**PASSAGE TO READ**.
Like many of Ratnam's films, A Peck on the Cheek uses contemporary politics as a backdrop. It begins with an extraordinary reverie focusing on the marriage of two Sri Lankan youths: Madhavan, a shy but determined young girl from the country (played by the phenomenal Nandita Das, the star of Deepa Mehta's Fire), and Dileep, a committed activist opposed to the invasion and military dictatorship. Their post-marital bliss is painfully shattered by the arrival of the military, which leaves Madhavan alone and pregnant in a refugee camp.

At this point, the film abruptly shifts focus to concentrate on a happy, middle-class family. Their pride and joy is their effervescent, infuriating daughter Amudha, who is perceptive enough to know just how far she can push one parent before seeking refuge with the other. Ratnam pays tribute to the girl's innate intelligence and the chameleonic nature of her generation with a stunning musical number rivalling anything to come out of Bollywood in recent years. Yet, a shadow hangs over the family: Amudha was adopted. Her quintessentially liberal father wants to tell her; her mother isn't so sure. Their eventual decision will change the family forever, instigating an odyssey that is terrifying, quixotic and troubling.

**PROBLEM DETAILS**. Return the part of the film review from "At this point, the" to "quixotic and troubling.", copied word for word. The listing has no connection to the film review.

**ENTRIES SUPPLIED**.
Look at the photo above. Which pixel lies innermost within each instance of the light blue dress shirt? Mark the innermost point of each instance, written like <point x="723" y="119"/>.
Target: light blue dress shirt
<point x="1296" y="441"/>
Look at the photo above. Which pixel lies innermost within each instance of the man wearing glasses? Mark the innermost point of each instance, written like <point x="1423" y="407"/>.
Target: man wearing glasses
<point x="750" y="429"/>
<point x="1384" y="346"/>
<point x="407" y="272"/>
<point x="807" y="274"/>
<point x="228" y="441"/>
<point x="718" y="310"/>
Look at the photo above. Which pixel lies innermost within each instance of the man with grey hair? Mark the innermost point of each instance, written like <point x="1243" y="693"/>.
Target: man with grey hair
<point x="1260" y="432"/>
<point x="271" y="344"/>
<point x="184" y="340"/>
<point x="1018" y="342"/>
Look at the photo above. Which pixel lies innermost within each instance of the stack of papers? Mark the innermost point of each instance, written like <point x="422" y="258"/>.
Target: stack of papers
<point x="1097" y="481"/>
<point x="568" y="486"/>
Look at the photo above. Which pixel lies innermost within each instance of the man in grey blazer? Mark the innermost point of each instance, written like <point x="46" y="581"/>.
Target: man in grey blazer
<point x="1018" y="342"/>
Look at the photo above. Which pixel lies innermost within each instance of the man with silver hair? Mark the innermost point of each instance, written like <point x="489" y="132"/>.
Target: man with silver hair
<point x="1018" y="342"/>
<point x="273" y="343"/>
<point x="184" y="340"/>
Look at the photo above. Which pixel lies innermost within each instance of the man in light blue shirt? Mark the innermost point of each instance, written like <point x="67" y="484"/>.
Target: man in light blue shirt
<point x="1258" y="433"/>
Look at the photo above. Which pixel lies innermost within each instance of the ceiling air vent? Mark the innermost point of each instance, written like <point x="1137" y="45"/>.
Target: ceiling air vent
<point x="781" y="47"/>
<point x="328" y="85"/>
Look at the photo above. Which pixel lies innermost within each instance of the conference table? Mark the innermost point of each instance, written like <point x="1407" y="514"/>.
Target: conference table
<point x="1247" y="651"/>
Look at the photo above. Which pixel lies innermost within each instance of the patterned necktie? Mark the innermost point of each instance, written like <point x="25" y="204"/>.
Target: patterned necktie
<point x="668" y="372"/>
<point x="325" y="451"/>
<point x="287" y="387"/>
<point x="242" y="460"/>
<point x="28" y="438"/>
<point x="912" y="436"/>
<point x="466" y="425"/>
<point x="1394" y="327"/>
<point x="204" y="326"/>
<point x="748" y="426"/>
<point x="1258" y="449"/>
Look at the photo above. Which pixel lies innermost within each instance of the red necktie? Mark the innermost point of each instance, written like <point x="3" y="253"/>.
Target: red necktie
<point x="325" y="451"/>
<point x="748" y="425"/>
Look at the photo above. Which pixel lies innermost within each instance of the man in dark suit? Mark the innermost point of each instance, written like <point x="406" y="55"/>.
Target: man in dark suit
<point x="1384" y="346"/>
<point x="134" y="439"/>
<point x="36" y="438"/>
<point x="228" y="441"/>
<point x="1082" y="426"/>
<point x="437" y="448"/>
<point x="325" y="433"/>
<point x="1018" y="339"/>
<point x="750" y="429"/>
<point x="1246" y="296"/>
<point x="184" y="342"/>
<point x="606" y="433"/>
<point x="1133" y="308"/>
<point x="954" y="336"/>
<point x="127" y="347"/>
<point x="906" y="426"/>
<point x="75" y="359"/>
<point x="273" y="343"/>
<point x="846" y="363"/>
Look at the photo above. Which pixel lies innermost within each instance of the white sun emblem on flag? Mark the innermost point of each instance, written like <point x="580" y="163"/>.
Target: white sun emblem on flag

**RESPONSE BELOW**.
At this point, the film abruptly shifts focus to concentrate on a happy, middle-class family. Their pride and joy is their effervescent, infuriating daughter Amudha, who is perceptive enough to know just how far she can push one parent before seeking refuge with the other. Ratnam pays tribute to the girl's innate intelligence and the chameleonic nature of her generation with a stunning musical number rivalling anything to come out of Bollywood in recent years. Yet, a shadow hangs over the family: Amudha was adopted. Her quintessentially liberal father wants to tell her; her mother isn't so sure. Their eventual decision will change the family forever, instigating an odyssey that is terrifying, quixotic and troubling.